* [Supplied text]:

----------

I still don't know healthy ways to be present in the relationship myself, but at least I'm not actively scaring people off so much.
 
I tend to get overly attached to people that are nice to me, then at some point I get the perception that it's out of pity. At first that might help me feel safer with them, but these days I eventually become disgusted at the idea.

For me, it's been a long learning curve of figuring out how to stay contained within myself, even while being nice to people who are nice to me. I'm slowly learning how to not expect emotional connection, no matter what indications they seem to give that they feel emotionally connected to me or want to know me more. That process of changing my expectations helps free me up to let the relationship develop at a pace more comfortable to the other person.

I still don't know healthy ways to be present in the relationship myself, but at least I'm not actively scaring people off so much.

I so ditto you!!! I now realise that I get so enthusiatic that I put my all into how kind a person is and when it collapses on me, I see they are treacherous, but I guess the facts are, that I misread their actions towards me and so, think: how can you behave in that way, when you were being so nice? Lol yes, I sense pity too and it makes me SCREAM get away and leave me be!!! Horrible feeling to see pity in another's face; makes me feel that I am worth nothing!

I am now coming to the conclusion that I shall never experience true best friendship and that is fine by me; just wish I would not get so carried away with someone being extra sweet to me!
 
I did until I learned the difference between acquaintances and friends.

I thought I had too and oh how brilliant I am, at explaining to others that they are not friends in that sense, but then again, it is because I am going on what is written, rather than physical action and seems I have not learned yet.
 
I thought I had too and oh how brilliant I am, at explaining to others that they are not friends in that sense, but then again, it is because I am going on what is written, rather than physical action and seems I have not learned yet.

For me it's more of a feeling. I can be friends with someone and have coffee with them or lunch and maybe talk to them on FB or the phone from time to time but to me that's like an acquaintance. They are somebody who I like but don't feel the same level of comfort or click with like I do somebody who is a friend.

----------

* [Data extract]:
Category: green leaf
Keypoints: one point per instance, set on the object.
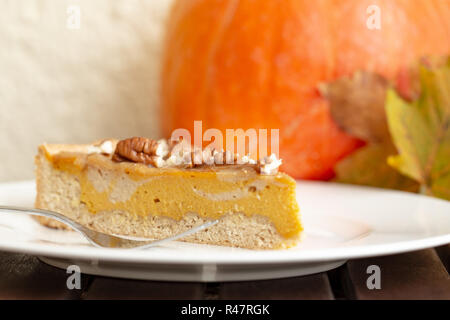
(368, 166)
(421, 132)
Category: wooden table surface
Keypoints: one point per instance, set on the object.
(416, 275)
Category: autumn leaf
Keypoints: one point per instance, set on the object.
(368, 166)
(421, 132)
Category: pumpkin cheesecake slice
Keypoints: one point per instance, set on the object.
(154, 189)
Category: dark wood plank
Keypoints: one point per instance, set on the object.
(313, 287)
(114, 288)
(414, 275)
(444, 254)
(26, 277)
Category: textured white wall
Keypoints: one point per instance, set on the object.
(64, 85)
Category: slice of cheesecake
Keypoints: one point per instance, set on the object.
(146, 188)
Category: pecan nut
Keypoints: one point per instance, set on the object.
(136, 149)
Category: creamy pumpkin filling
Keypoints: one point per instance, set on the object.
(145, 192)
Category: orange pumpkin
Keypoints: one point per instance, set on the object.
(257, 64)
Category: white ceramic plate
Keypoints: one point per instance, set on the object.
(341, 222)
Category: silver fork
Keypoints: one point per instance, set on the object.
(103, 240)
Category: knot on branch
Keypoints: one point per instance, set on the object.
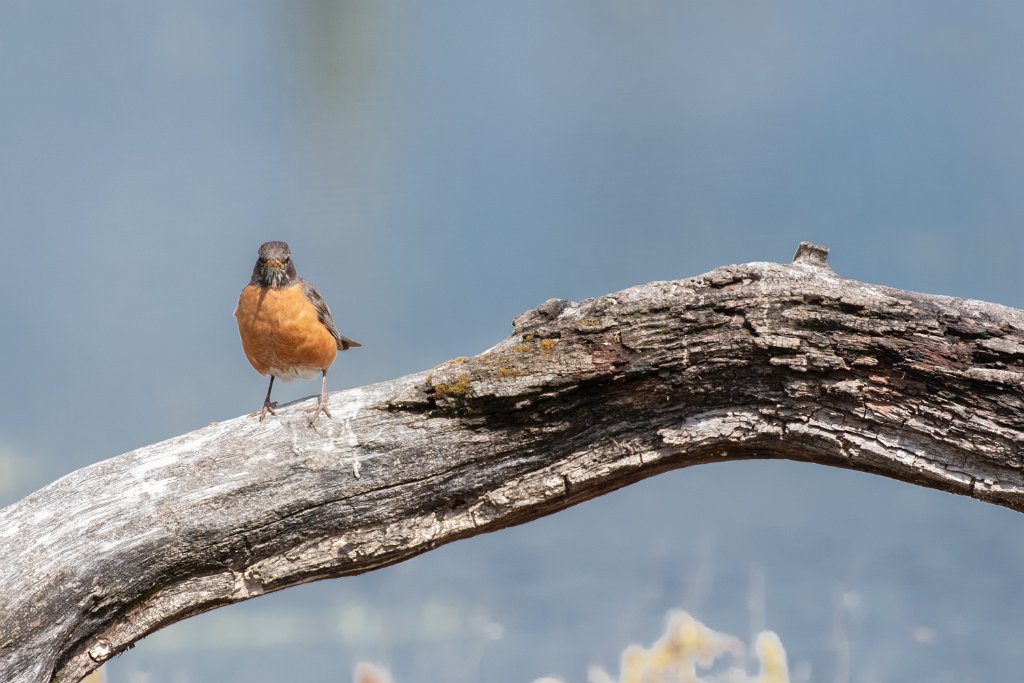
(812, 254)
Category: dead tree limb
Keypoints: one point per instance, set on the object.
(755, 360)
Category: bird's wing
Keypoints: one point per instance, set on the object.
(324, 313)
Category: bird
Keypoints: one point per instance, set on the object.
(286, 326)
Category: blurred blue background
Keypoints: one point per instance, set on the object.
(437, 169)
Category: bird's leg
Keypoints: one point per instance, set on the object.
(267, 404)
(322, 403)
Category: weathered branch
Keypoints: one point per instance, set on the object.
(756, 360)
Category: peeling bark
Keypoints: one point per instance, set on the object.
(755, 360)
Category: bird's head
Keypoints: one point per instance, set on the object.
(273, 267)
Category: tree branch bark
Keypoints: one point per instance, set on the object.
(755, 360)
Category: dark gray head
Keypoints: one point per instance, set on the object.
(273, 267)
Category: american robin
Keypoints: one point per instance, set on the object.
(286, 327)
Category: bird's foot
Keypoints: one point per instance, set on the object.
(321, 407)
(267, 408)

----------

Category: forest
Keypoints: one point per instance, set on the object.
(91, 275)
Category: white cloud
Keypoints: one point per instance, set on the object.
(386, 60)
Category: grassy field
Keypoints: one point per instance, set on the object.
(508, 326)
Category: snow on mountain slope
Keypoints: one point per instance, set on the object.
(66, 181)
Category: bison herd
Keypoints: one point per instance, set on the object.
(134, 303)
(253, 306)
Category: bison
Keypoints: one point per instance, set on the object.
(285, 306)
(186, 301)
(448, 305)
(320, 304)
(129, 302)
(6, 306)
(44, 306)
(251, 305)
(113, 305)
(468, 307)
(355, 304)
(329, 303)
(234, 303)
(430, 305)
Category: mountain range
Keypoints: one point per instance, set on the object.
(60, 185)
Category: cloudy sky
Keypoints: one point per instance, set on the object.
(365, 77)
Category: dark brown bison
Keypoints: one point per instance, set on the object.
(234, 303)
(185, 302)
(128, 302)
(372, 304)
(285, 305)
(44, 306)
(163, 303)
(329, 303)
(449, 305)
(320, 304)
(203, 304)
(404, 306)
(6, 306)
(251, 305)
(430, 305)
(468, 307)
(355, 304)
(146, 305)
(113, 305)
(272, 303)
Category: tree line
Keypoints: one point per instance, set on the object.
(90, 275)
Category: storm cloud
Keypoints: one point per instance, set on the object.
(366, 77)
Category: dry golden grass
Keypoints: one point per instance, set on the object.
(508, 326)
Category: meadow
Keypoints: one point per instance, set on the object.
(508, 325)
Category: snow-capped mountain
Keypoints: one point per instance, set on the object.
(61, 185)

----------

* [Questions on the material]:
1) Transcribe the passage from the text about friendships and acquaintances between "I tend to get" and "the other person.", inclusive.
2) In the text about friendships and acquaintances, what did one writer learn the difference between?

* [Results of the tasks]:
1)
I tend to get overly attached to people that are nice to me, then at some point I get the perception that it's out of pity. At first that might help me feel safer with them, but these days I eventually become disgusted at the idea.

For me, it's been a long learning curve of figuring out how to stay contained within myself, even while being nice to people who are nice to me. I'm slowly learning how to not expect emotional connection, no matter what indications they seem to give that they feel emotionally connected to me or want to know me more. That process of changing my expectations helps free me up to let the relationship develop at a pace more comfortable to the other person.

2) Acquaintances and friends.